# ASSIGNED TASK
Could you rewrite the Landscapers review from the words "Susan Edwards (Olivia" through "crime was discovered.", switching "back garden" to "backyard" throughout?

# EXCERPTED PASSAGE

* * * *

Review: Landscapers, a crime story is in there somewhere

David Thewlis and Olivia Colman in Landscapers

Landscapers takes a surreal look at a true crime and love story. It stretches a simple crime drama out into four episodes by adding fantasy, flashbacks, police work, and oddball re-enactments of the storytelling to the mix.

Landscapers had been on my watchlist for a while because Olivia Colman is the star. But I didn’t push play until the BAFTA TV nominations were announced. Landscapers received a bunch of nominations, but not Olivia Colman. That’s just wrong, wrong, wrong.

Susan Edwards (Olivia Colman) and her husband Christopher Edwards (David Thewlis) were convicted of killing her parents and burying them in the back garden of their home. They hid the deaths and continued collecting the parents’ pension money for 15 years before the crime was discovered.

The police learned about the bodies in the back garden when Christopher called his step-mother to ask for money and told her the story. She called the police.

Olivia Colman in Landscapers
Many of the flashbacks are in black and white, as are the fantasy moments when Susan imagines herself in an old western film.

The story is partly present day. This quiet, loving couple live in a ratty apartment in France. He struggles to protect his “fragile” wife and can’t find work. It’s partly fantasy, because Susan lives in a fantasy made of old westerns and heroic male saviors like Gary Cooper. It’s mentioned several times that she’s not of this world.

David Thewlis, Olivia Colman, Samuel Anderson, and Kate O'Flynn in Landscapers
The re-enactments are often saturated with color and contain fantasy elements

When they are arrested, DC Emma Lancing (Kate O’Flynn) and other officers dig out the story, which is told in flashbacks and re-enactments that break the fourth wall. These moments are full of humor as the real events mix and morph with the storytelling as re-enactment recorded by visible film crews. Then there are scenes where Susan imagines herself in a film with a heroic male rescuer. I can hardly find the way to describe it other than to repeat my original statement that it’s surreal. Fascinating, but surreal.

* * * *

# EXTRACTED RECORDS
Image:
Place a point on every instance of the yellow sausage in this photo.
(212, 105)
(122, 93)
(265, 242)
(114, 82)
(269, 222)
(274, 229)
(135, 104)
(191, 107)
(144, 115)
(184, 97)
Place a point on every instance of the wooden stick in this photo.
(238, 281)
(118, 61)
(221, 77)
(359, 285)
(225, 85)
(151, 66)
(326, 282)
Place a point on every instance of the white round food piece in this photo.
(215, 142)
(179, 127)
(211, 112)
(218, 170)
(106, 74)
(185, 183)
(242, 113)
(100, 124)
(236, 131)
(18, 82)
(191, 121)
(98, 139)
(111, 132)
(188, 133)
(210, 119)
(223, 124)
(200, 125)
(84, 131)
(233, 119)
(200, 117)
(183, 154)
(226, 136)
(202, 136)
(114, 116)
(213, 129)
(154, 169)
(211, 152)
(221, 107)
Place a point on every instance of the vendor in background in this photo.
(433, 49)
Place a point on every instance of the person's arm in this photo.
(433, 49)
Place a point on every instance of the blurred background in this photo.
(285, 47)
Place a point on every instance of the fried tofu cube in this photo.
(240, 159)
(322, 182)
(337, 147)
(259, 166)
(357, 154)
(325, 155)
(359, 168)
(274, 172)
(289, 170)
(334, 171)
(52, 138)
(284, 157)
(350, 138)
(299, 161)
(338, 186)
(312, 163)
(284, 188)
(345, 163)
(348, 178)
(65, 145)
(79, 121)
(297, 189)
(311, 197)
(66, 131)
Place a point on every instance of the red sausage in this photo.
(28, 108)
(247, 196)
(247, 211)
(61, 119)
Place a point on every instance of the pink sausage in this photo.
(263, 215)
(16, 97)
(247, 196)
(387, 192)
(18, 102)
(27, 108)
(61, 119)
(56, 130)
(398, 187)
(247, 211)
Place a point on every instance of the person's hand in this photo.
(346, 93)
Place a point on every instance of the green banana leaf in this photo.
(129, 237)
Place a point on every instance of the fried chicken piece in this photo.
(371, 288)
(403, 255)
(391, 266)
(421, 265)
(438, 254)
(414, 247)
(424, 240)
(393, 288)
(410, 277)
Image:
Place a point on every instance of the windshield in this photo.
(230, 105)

* * * *

# EXERCISE ANSWER
Susan Edwards (Olivia Colman) and her husband Christopher Edwards (David Thewlis) were convicted of killing her parents and burying them in the backyard of their home. They hid the deaths and continued collecting the parents’ pension money for 15 years before the crime was discovered.